- _To do_
Swap "rough mask" for "coarse mask" everywhere from the start of the data down to the line containing "positive clicks: (133, 199)", and write those lines out again with nothing else changed. Leave the pictures out.

Collected data entries
· · ·

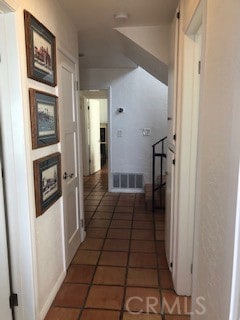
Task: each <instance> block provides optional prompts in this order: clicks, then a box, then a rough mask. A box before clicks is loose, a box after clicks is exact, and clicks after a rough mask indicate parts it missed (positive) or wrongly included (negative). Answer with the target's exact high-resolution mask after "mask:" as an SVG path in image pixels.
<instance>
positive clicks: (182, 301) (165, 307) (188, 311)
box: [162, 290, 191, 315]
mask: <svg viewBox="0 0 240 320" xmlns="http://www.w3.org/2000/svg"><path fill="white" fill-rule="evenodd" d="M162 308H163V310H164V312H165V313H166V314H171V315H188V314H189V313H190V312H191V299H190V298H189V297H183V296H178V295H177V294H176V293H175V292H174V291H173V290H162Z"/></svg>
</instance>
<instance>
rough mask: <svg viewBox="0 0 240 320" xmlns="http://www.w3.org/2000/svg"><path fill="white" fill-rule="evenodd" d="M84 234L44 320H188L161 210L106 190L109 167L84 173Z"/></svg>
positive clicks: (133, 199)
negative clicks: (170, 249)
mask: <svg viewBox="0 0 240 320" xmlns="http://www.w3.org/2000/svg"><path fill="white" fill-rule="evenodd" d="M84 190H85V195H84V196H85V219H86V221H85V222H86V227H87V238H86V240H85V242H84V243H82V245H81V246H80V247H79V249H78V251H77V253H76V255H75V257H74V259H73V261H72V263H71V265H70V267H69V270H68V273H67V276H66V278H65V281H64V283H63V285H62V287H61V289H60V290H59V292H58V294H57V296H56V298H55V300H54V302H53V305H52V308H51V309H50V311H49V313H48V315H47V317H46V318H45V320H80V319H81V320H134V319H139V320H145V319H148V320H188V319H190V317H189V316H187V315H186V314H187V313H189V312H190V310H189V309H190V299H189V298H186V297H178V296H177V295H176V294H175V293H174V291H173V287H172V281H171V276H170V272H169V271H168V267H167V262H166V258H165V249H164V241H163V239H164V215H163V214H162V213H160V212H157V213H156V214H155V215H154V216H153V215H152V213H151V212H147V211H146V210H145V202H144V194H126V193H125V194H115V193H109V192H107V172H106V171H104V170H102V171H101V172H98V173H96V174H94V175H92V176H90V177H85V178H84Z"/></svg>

· · ·

- _Task answer_
Task: each <instance> block provides optional prompts in this order: clicks, then a box, then a coarse mask. A box before clicks is loose, a box after clicks is exact, and clicks after a coarse mask indicate parts it missed (positive) or wrongly included (negative). Answer with the target's exact high-resolution mask after "mask:" as an SVG path in image pixels.
<instance>
positive clicks: (182, 301) (165, 307) (188, 311)
box: [162, 290, 191, 315]
mask: <svg viewBox="0 0 240 320" xmlns="http://www.w3.org/2000/svg"><path fill="white" fill-rule="evenodd" d="M162 308H163V310H164V312H165V313H166V314H171V315H188V314H189V313H190V312H191V299H190V298H189V297H183V296H178V295H177V294H176V293H175V292H174V291H173V290H162Z"/></svg>
</instance>
<instance>
coarse mask: <svg viewBox="0 0 240 320" xmlns="http://www.w3.org/2000/svg"><path fill="white" fill-rule="evenodd" d="M84 234L44 320H188L161 210L106 190L109 167L84 173Z"/></svg>
positive clicks: (133, 199)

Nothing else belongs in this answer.